→ TASK OBJECTIVE: Locate every line in the items below that contains the string "hardwood", and copy each of those lines in full.

→ RAW DATA:
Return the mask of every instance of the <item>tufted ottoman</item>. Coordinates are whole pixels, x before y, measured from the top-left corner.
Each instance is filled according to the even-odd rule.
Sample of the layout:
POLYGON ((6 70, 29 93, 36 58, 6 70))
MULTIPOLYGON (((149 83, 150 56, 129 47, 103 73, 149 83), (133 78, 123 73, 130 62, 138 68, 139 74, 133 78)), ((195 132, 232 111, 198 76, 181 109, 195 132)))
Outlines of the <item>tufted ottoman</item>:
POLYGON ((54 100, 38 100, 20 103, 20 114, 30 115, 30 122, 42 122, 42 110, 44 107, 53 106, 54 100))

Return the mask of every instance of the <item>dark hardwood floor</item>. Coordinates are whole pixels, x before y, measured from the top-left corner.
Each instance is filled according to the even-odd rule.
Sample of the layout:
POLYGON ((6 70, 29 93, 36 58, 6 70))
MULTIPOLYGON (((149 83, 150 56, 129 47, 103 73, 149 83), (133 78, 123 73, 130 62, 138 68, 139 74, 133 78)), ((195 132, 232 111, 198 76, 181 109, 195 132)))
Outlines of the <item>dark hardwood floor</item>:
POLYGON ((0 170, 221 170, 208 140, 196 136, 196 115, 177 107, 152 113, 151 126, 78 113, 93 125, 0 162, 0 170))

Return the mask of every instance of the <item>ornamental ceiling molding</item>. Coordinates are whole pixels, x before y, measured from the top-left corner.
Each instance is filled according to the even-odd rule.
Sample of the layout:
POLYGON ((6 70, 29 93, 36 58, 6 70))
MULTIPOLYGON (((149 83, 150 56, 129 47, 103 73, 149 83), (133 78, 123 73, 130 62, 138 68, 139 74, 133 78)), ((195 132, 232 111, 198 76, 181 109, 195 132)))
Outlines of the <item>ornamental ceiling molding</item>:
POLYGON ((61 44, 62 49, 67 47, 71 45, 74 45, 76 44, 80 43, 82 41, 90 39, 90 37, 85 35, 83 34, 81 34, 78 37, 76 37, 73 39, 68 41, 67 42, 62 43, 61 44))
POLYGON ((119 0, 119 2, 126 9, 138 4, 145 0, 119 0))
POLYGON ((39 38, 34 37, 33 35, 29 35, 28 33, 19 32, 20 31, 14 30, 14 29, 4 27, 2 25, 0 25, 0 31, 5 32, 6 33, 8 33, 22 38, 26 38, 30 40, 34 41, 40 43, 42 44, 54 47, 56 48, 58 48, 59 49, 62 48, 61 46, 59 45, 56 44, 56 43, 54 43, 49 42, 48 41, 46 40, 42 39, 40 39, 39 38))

→ OUTPUT FOR THIS EXERCISE:
Return the mask of every instance of the <item>dark hardwood floor</item>. Coordinates are whole pixels, x before y, measured from the top-left corner.
Outlines of the <item>dark hardwood floor</item>:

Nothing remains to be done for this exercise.